* **PASSAGE FOR REVIEW**
=-=-=
Cooperative Colorization: Exploring Latent Cross-Domain Priors for NIR Image Spectrum Translation
This addresses a domain-specific problem in computer vision for applications like remote sensing or medical imaging, but it is incremental as it builds on existing colorization and translation methods.
The paper tackles the problem of near-infrared (NIR) image spectrum translation, which is challenging due to mapping ambiguity and limited training data, by proposing a cooperative learning framework called CoColor that explores latent cross-domain priors. The result is improved performance, outperforming state-of-the-art methods by 3.95dB and 4.66dB in PSNR for NIR and grayscale colorization tasks, respectively.
=-=-=
* **DATA EXTRACTS**
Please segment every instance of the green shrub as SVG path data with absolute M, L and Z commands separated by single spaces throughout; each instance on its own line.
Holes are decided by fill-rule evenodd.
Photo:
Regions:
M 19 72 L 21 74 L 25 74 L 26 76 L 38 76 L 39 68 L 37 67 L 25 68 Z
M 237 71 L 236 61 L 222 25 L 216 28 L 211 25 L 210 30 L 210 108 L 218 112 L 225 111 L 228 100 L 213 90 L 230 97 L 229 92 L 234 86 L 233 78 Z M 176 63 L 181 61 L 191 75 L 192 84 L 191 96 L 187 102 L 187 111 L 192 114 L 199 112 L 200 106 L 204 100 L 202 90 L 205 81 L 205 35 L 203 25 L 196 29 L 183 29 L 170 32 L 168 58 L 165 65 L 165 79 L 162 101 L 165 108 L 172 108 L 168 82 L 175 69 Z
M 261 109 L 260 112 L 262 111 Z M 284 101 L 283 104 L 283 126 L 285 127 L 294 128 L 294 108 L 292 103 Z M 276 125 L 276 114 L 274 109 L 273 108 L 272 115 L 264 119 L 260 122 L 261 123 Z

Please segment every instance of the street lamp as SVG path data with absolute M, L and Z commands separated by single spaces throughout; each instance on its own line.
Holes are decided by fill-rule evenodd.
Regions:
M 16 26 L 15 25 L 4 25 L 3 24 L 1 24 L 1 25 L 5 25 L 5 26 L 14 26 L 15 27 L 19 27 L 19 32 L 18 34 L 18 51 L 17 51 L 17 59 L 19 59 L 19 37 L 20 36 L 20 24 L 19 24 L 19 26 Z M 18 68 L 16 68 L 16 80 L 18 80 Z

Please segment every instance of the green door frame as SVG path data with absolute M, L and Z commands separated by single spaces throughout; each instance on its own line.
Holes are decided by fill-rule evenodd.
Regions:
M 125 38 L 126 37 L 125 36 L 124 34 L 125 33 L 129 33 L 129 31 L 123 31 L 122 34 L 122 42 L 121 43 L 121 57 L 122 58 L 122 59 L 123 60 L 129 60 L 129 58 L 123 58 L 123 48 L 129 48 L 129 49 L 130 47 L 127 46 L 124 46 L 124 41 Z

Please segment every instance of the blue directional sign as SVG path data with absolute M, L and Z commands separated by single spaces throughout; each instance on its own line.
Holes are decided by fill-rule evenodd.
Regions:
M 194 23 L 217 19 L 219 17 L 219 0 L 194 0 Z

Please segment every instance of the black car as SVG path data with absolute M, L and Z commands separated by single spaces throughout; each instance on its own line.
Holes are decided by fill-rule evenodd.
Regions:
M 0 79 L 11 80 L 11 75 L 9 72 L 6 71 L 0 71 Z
=-=-=
* **EXERCISE REQUIREMENTS**
Copy the paper summary from "The paper tackles" up to and including "colorization tasks, respectively.", replacing "cooperative learning framework" with "collaborative learning framework". The records are not required for this exercise.

* **WRITTEN RESPONSE**
The paper tackles the problem of near-infrared (NIR) image spectrum translation, which is challenging due to mapping ambiguity and limited training data, by proposing a collaborative learning framework called CoColor that explores latent cross-domain priors. The result is improved performance, outperforming state-of-the-art methods by 3.95dB and 4.66dB in PSNR for NIR and grayscale colorization tasks, respectively.